Provided text:
Calmness is a superpower you can practice

As a leader, one of the best things you can do in stressful or challenging situations is remain calm.

The other day I was in a one-on-one with one of my team members, talking about a difficult and sensitive team dynamics issue—a series of miscommunications that had gone sideways—when this person paused in the middle of our conversation, looked me in the eye, and thanked me for “being so calm.” I was struck by this response, immediately caught off guard. It was piercing, direct and powerful. In all my years as a manager, nobody has ever thanked me for being calm until that day.

In the moment, all I could think to myself was: “Could I really be any other way?” After all, I was trying to create a space of safety for this person, where we could have a direct and honest conversation about an emotionally challenging topic. Acting agitated or excited or annoyed would have been counterproductive. But I simply returned the complement by thanking her in kind for the observation and we moved on.

It was only after a bit more reflection later that day that I realized that my calmness in that conversation did not come “for free.”


Steph Ango calls calmness a superpower:

People like to be around others that make them feel calm … Calm people seem to be more helpful, they seem to see the situation more clearly.

The ability to remain calm is an essential skill for leadership, parenting, marriage, friendship, and so many other areas of life. (Let me tell you, nothing has tested my ability to remain calm as strongly as being a parent. And I have failed many times!)

Calmness engenders trust, fosters an environment of safety and predictability, and allows those with whom you are interacting with to share deeper truths.

Dataset excerpts:
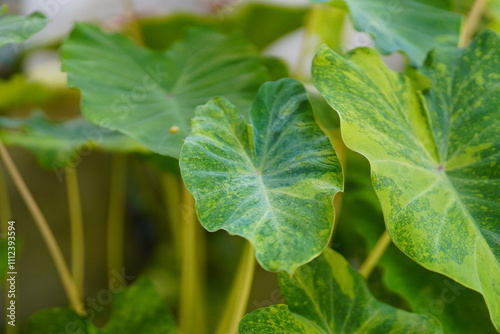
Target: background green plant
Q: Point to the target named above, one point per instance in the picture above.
(140, 90)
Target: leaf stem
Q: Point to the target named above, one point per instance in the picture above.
(305, 50)
(237, 301)
(77, 233)
(116, 215)
(5, 216)
(190, 310)
(471, 22)
(376, 253)
(40, 221)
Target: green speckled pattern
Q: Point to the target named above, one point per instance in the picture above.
(434, 157)
(146, 94)
(327, 296)
(272, 181)
(411, 26)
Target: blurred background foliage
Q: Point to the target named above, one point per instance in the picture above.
(34, 100)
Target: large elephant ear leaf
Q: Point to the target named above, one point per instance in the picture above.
(271, 181)
(411, 26)
(434, 159)
(17, 29)
(151, 96)
(328, 296)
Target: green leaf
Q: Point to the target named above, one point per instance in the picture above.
(272, 181)
(261, 24)
(58, 145)
(151, 96)
(424, 291)
(17, 29)
(126, 317)
(432, 160)
(412, 26)
(328, 296)
(3, 256)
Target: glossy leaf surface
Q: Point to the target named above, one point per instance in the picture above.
(57, 145)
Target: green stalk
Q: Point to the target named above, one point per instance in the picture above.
(472, 22)
(306, 48)
(5, 216)
(77, 233)
(47, 235)
(116, 215)
(191, 317)
(172, 193)
(376, 253)
(237, 301)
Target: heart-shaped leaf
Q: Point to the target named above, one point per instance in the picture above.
(328, 296)
(151, 96)
(433, 161)
(17, 29)
(411, 26)
(424, 291)
(57, 145)
(272, 181)
(126, 317)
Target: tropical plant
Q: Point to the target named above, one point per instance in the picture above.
(372, 195)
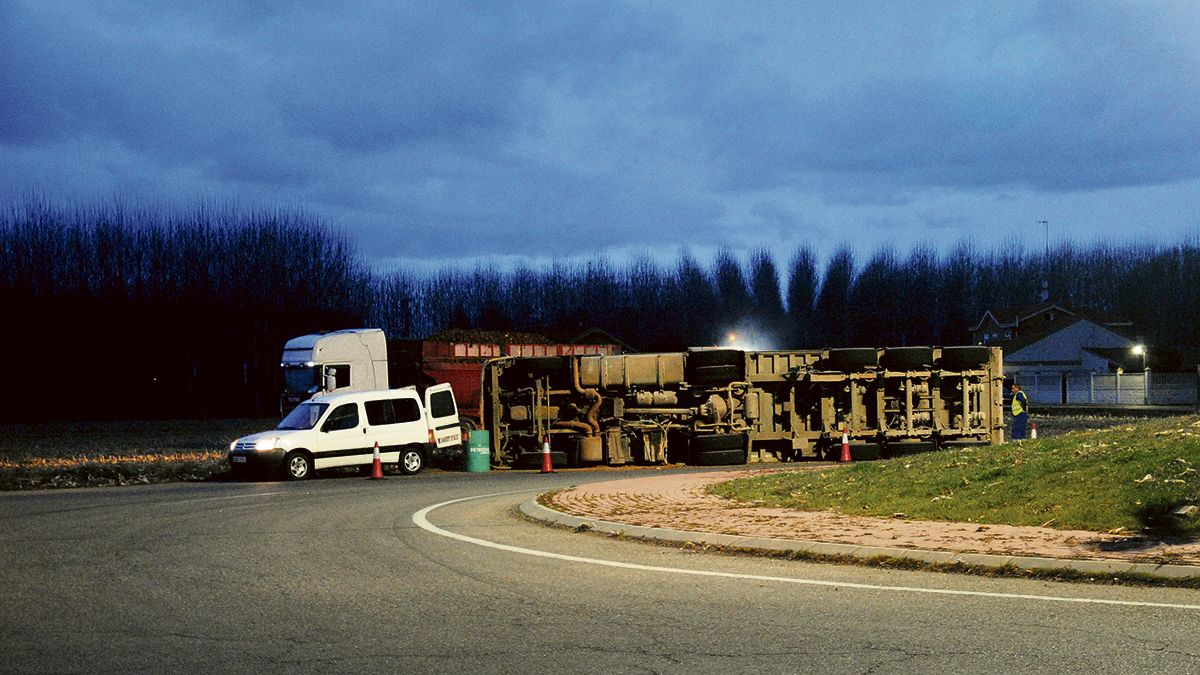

Prompt 1:
From the essay on calmness, extract the passage from "Steph Ango calls" up to and including "share deeper truths.".
Prompt 2:
In the essay on calmness, what role does the writer say has tested their ability to remain calm more strongly than anything else?

Your solution 1:
Steph Ango calls calmness a superpower:

People like to be around others that make them feel calm … Calm people seem to be more helpful, they seem to see the situation more clearly.

The ability to remain calm is an essential skill for leadership, parenting, marriage, friendship, and so many other areas of life. (Let me tell you, nothing has tested my ability to remain calm as strongly as being a parent. And I have failed many times!)

Calmness engenders trust, fosters an environment of safety and predictability, and allows those with whom you are interacting with to share deeper truths.

Your solution 2:
Being a parent.